▶ Aufgabe
Gib aus der Rezension wortgetreu die Stelle aus, die bei den Worten "Mit Finding and" einsetzt. Hör nach "theologische Dimensionen inhärent." auf.

==== Textabschnitt ====

Philosophie, Religionsphilosophie

Autor/Hrsg.:

O’Donovan, Oliver

Titel/Untertitel:

Finding and Seeking. Ethics as Theology, 2.

Verlag:

Grand Rapids u. a.: Wm. B. Eerdmans 2014. X, 249 S. Kart. US$ 28,00. ISBN 978-0-8028-7187-9.

Rezensent:

Christine Schliesser

Neben dem angegebenen Titel in dieser Rezension besprochen:

[O’Donovan, Oliver:] The Authority of the Gospel. Explorations in Moral and Political Theology in Honor of Oliver o’Donovan. Ed. by R. Song and B. Waters. Foreword by R. Williams. Grand Rapids u. a.: Wm. B. Eerdmans 2015. XXI, 294 S. Geb. US$ 45,00. ISBN 978-0-8028-7254-8.


Mit Finding and Seeking hat Oliver O’Donovan, Mitglied der British Academy und Professor em. für Christian Ethics and Practical Theology an der Universität Edinburgh, nach Self, World and Time (2013) den zweiten Band seiner Trilogie Ethics as Theology vorgelegt. Während sich der erste Band den Kernbestandteilen moralischer Erfahrung widmet, formuliert O. die Aufgabe des zweiten Bandes wie folgt: »to follow moral thought from self-awareness to decision through the sequence of virtues from faith to hope« (IX). Der verbindende Gesamtrahmen dieser Trilogie ist dabei durch den gemeinsamen Untertitel Ethics as Theology beschrieben: Ethischem Denken und seinen Möglichkeitsbedingungen sind theologische Dimensionen inhärent.

==== Bereitgestelltes Material ====

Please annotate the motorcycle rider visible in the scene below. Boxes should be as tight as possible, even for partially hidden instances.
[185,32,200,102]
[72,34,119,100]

====

▶ Ergebnis
Mit Finding and Seeking hat Oliver O’Donovan, Mitglied der British Academy und Professor em. für Christian Ethics and Practical Theology an der Universität Edinburgh, nach Self, World and Time (2013) den zweiten Band seiner Trilogie Ethics as Theology vorgelegt. Während sich der erste Band den Kernbestandteilen moralischer Erfahrung widmet, formuliert O. die Aufgabe des zweiten Bandes wie folgt: »to follow moral thought from self-awareness to decision through the sequence of virtues from faith to hope« (IX). Der verbindende Gesamtrahmen dieser Trilogie ist dabei durch den gemeinsamen Untertitel Ethics as Theology beschrieben: Ethischem Denken und seinen Möglichkeitsbedingungen sind theologische Dimensionen inhärent.